*Task directions:* Pull out each line in the rows below that contains the string "cherry". Case counts.

>> BEGIN

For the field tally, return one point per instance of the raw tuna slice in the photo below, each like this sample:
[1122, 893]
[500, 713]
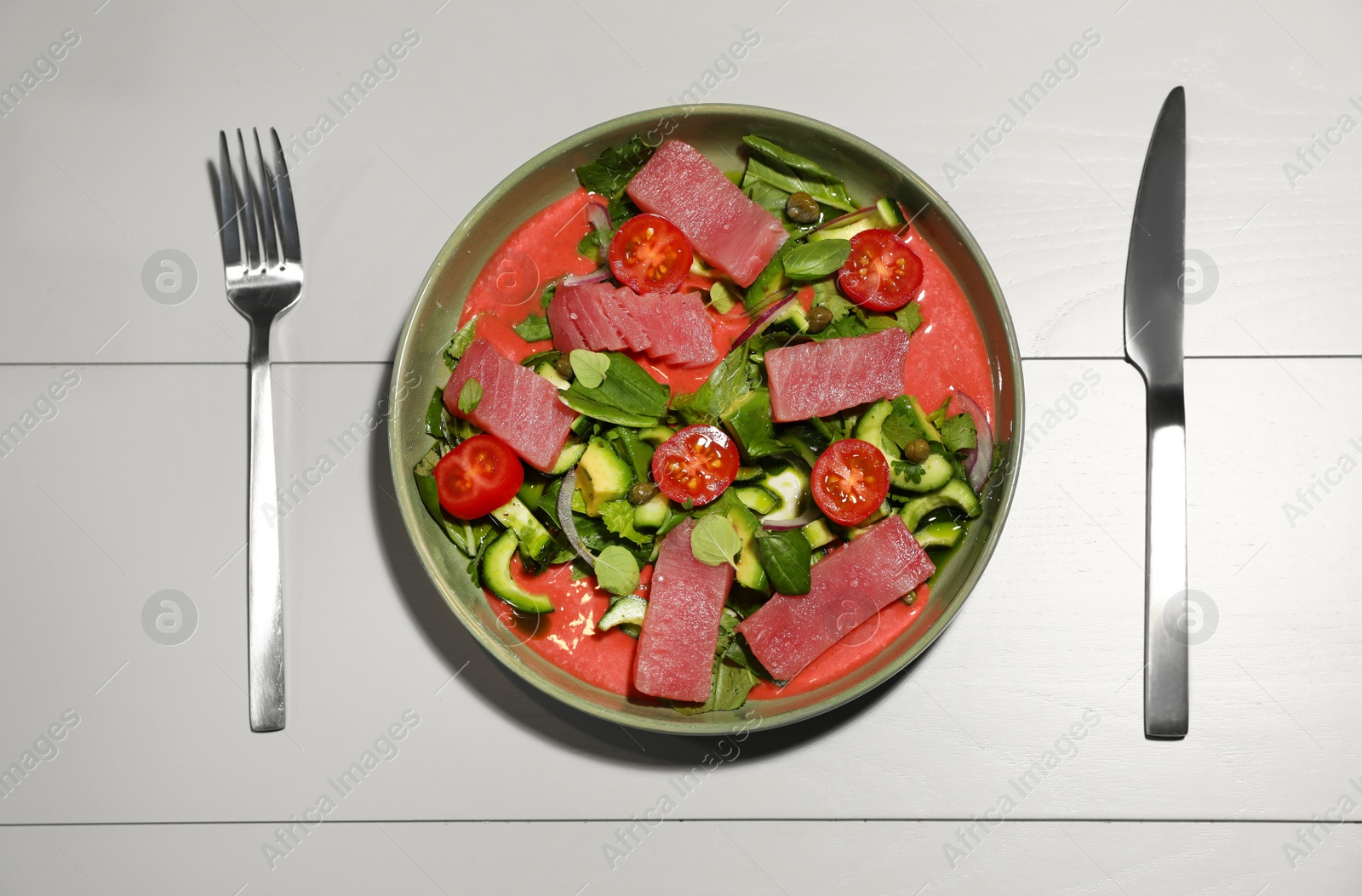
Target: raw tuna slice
[728, 229]
[816, 379]
[592, 319]
[691, 330]
[633, 333]
[681, 626]
[850, 585]
[518, 405]
[567, 335]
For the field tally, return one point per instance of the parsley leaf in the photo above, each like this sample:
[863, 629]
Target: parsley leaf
[958, 433]
[535, 328]
[619, 517]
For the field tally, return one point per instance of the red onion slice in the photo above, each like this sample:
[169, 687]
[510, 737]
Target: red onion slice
[763, 319]
[594, 277]
[978, 459]
[569, 485]
[798, 522]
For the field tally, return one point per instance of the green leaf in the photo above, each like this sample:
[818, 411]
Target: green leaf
[628, 388]
[815, 260]
[909, 317]
[785, 556]
[797, 163]
[435, 415]
[715, 542]
[461, 342]
[901, 426]
[535, 328]
[780, 174]
[619, 519]
[613, 170]
[958, 433]
[589, 367]
[617, 571]
[470, 397]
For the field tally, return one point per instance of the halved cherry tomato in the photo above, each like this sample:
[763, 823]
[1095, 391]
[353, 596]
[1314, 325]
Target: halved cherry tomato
[850, 481]
[883, 271]
[696, 465]
[477, 477]
[650, 255]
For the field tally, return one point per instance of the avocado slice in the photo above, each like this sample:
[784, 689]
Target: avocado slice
[496, 575]
[603, 476]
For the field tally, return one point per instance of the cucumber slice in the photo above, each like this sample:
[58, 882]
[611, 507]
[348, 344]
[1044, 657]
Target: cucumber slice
[549, 374]
[936, 473]
[819, 533]
[871, 426]
[790, 487]
[569, 455]
[535, 542]
[940, 534]
[653, 514]
[627, 610]
[496, 575]
[758, 499]
[953, 494]
[657, 435]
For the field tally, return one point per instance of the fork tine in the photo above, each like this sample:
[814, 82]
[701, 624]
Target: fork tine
[283, 194]
[228, 199]
[267, 208]
[249, 211]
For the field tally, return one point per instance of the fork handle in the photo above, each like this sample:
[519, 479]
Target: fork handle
[265, 591]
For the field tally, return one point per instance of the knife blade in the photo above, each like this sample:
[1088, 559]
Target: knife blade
[1154, 345]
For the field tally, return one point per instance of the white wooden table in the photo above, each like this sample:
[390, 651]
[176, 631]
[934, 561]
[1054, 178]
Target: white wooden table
[134, 482]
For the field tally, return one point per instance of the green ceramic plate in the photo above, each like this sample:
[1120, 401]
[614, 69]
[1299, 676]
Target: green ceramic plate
[717, 131]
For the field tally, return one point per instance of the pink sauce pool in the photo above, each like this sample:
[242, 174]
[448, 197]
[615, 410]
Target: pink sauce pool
[946, 356]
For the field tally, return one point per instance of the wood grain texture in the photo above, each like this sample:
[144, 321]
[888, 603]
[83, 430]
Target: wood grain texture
[753, 857]
[111, 157]
[152, 467]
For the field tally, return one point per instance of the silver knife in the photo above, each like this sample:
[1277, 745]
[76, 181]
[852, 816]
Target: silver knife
[1154, 345]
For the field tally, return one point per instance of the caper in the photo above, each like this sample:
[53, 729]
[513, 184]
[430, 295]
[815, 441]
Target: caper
[803, 208]
[642, 494]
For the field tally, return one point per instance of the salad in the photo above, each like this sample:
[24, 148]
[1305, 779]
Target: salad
[725, 449]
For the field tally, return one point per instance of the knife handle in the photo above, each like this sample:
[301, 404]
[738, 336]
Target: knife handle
[1166, 568]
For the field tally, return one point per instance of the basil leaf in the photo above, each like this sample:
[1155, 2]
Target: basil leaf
[715, 542]
[617, 571]
[535, 328]
[778, 174]
[589, 367]
[461, 342]
[958, 433]
[785, 556]
[797, 163]
[627, 388]
[815, 260]
[581, 401]
[613, 170]
[470, 397]
[619, 519]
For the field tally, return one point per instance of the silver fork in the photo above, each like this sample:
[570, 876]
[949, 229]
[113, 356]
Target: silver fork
[260, 289]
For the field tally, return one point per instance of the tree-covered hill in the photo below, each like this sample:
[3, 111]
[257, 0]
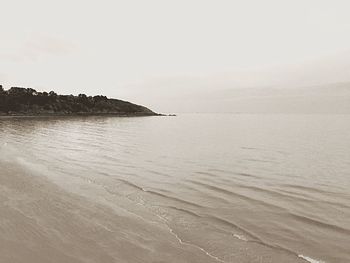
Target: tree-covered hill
[27, 101]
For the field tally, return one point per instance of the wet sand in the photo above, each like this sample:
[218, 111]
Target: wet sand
[42, 223]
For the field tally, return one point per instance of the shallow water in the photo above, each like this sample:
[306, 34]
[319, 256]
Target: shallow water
[191, 188]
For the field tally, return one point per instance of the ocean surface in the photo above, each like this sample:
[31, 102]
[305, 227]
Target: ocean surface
[192, 188]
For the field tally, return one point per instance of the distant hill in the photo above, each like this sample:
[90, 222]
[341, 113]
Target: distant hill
[26, 101]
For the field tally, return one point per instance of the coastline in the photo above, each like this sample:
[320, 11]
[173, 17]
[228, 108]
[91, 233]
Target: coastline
[83, 114]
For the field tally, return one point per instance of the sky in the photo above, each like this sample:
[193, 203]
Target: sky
[159, 52]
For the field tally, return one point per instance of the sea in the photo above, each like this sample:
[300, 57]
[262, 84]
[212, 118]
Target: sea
[191, 188]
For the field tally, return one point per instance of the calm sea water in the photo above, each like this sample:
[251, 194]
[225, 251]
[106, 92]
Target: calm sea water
[191, 188]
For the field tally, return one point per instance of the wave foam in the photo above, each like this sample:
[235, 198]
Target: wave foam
[311, 260]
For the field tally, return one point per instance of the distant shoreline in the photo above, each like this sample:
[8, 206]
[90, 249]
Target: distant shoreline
[8, 116]
[24, 102]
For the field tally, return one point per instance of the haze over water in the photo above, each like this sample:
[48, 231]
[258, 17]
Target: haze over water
[192, 188]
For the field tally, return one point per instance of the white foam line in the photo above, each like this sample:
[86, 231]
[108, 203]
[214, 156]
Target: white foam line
[311, 260]
[189, 244]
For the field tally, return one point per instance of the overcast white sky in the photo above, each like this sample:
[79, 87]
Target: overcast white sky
[127, 48]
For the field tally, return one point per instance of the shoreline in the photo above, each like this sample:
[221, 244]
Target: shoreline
[141, 114]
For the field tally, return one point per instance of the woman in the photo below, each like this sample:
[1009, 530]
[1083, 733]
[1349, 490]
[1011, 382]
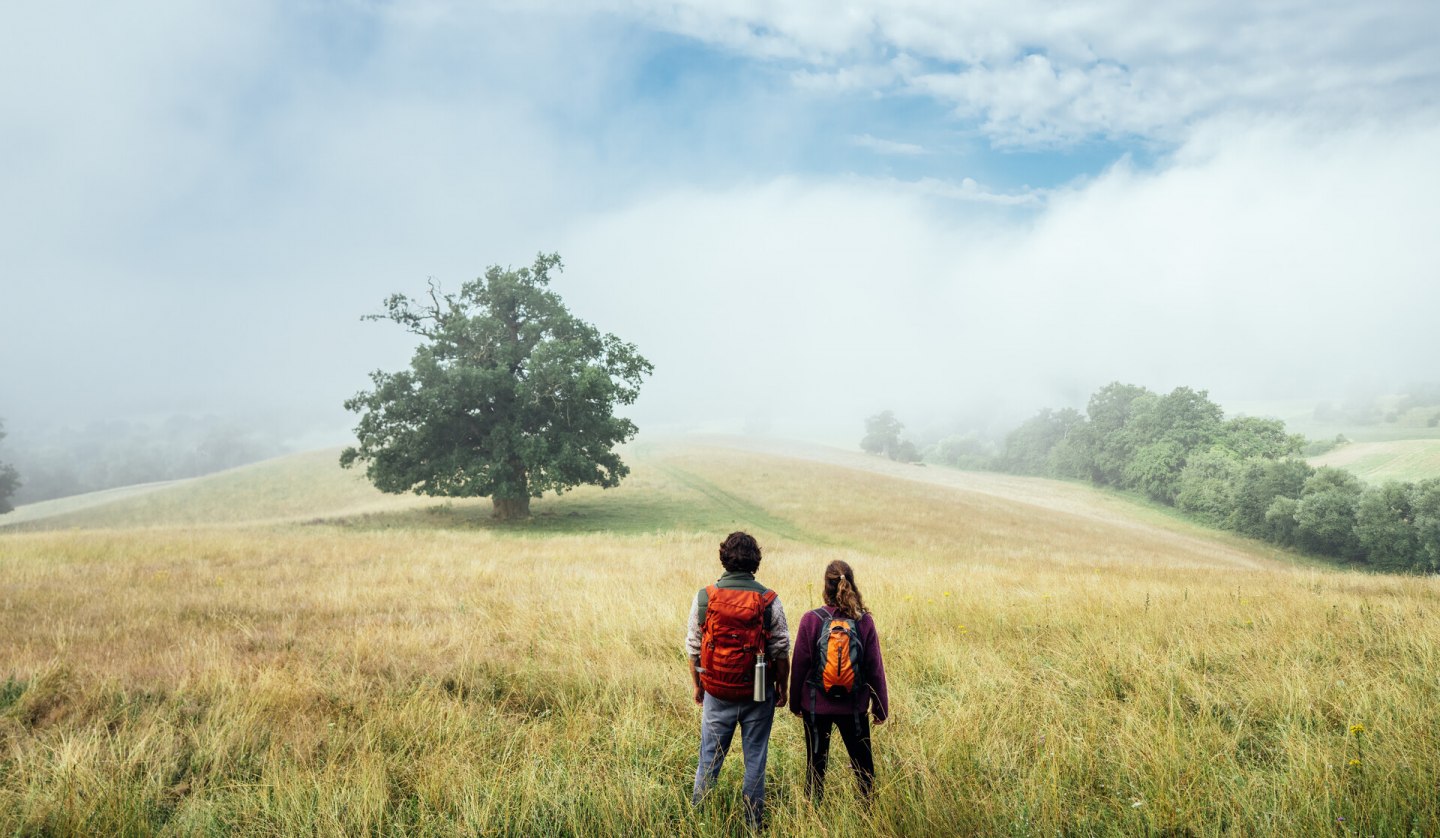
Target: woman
[814, 694]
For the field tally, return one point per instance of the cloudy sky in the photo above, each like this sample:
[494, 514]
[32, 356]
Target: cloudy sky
[801, 212]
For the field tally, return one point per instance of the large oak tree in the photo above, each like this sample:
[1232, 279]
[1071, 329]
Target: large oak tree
[509, 395]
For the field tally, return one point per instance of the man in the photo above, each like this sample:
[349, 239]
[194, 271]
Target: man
[730, 622]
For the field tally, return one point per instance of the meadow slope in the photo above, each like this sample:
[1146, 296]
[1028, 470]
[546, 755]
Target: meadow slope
[281, 650]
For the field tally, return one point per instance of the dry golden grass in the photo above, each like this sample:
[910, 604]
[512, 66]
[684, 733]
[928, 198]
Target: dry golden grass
[1059, 664]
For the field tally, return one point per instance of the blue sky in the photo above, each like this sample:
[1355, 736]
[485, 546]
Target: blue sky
[945, 209]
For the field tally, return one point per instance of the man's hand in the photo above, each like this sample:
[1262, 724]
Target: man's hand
[782, 680]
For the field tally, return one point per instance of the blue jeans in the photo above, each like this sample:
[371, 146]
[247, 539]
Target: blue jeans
[717, 723]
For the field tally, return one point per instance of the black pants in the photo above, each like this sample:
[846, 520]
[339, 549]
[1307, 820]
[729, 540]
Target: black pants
[854, 732]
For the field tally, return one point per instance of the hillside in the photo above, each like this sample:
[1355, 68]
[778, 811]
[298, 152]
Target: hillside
[281, 650]
[1403, 460]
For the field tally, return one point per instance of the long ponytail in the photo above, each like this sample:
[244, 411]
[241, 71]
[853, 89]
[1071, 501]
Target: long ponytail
[841, 592]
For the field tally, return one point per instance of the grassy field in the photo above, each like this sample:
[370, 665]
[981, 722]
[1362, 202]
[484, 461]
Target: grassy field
[280, 651]
[1403, 460]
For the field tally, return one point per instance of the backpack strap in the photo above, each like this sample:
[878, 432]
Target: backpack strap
[766, 601]
[703, 602]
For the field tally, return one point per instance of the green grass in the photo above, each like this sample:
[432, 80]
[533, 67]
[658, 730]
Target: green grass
[1060, 663]
[1404, 460]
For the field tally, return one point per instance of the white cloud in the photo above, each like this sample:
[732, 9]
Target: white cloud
[887, 146]
[1270, 261]
[1037, 74]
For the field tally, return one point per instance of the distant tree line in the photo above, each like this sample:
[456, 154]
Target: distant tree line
[9, 481]
[1240, 474]
[68, 461]
[883, 436]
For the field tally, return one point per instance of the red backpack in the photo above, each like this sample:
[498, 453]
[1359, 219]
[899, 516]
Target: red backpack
[733, 632]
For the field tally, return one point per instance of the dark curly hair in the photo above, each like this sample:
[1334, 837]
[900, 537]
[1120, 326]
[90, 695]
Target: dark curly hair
[739, 552]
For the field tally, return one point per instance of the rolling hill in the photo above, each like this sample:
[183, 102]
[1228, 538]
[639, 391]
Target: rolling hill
[282, 650]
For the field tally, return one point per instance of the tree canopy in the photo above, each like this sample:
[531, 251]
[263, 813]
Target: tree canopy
[9, 480]
[509, 395]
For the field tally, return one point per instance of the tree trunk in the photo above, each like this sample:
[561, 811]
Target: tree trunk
[511, 508]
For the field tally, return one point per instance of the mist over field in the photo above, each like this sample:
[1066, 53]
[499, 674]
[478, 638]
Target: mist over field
[1149, 290]
[959, 215]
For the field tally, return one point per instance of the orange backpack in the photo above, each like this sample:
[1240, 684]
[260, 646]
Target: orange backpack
[838, 654]
[733, 632]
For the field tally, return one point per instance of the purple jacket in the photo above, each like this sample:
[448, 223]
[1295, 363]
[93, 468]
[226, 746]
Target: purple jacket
[874, 696]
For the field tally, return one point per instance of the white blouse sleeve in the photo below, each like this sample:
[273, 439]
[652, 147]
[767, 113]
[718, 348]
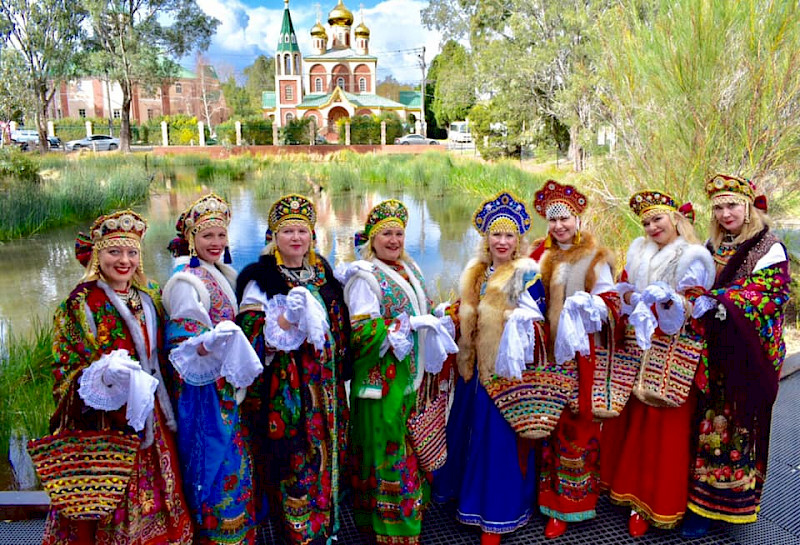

>> END

*Result of the exercise:*
For the field tally, return one point per instance of the halved cherry tomato in the photo above, each like this sample:
Target: halved cherry tomato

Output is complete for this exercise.